Task set ->
#1 Copy the passage on gasification and pyrolysis word for word, starting with "Pyrolysis is sometimes" and going on through "a gasification process.".
#2 List the products of pyrolysis named in the passage on gasification and pyrolysis.
#3 According to the passage on gasification and pyrolysis, what may serve as the fuel source in conventional gasification?

Conventional gasification slightly differs from plasma arc, plasma gasification in that the temperatures inside its primary reactor are lower and the fuel source may be natural gas. However conventional gasification is similar to plasma arc, plasma gasification in that both are thermo-chemical processes in which waste is heated in an oxygen deficient environment to produce syngas which contains hydrogen, carbon monoxide and sometimes methane. This gas can be used as fuel for electricity generation or to produce chemicals or biofuels.

Pyrolysis is sometimes linked to plasma arcplasma gasification. Pyrolysis is also a thermo-chemical process, however here the waste is heated in the complete absence of oxygen. The products are olefin liquid, syngas-type product, and char. The liquid fuel can be used as an input to produce gasoline, while the char can be recovered or passed along to a gasification process.

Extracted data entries

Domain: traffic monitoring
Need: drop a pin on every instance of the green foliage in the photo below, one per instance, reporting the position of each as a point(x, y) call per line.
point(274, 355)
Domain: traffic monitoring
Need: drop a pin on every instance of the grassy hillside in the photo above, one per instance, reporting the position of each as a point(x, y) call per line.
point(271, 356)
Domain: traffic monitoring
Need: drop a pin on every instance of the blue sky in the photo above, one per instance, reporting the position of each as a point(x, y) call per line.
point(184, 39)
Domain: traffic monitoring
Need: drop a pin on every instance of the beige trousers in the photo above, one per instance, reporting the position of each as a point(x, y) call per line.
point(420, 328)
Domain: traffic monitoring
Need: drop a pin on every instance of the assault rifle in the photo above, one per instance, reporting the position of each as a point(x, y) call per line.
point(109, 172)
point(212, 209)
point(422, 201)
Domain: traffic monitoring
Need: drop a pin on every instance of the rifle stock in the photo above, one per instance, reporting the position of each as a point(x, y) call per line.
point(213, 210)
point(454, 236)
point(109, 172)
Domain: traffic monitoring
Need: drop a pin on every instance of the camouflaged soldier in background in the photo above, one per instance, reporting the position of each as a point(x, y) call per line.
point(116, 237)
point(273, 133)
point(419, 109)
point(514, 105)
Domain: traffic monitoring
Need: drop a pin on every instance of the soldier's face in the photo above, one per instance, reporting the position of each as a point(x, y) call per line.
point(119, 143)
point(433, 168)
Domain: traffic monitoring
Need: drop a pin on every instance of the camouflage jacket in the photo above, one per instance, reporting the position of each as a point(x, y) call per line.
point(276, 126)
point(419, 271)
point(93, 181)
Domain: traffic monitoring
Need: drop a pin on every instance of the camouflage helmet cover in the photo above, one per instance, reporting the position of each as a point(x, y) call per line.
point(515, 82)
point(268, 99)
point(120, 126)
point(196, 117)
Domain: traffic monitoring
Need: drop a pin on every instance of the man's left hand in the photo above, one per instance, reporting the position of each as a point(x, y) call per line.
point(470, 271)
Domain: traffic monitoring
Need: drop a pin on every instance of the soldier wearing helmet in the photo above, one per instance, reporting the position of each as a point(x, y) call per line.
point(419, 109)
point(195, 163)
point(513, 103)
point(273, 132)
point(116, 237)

Per-task answers ->
#1
Pyrolysis is sometimes linked to plasma arcplasma gasification. Pyrolysis is also a thermo-chemical process, however here the waste is heated in the complete absence of oxygen. The products are olefin liquid, syngas-type product, and char. The liquid fuel can be used as an input to produce gasoline, while the char can be recovered or passed along to a gasification process.

#2 olefin liquid, syngas-type product, char

#3 Natural gas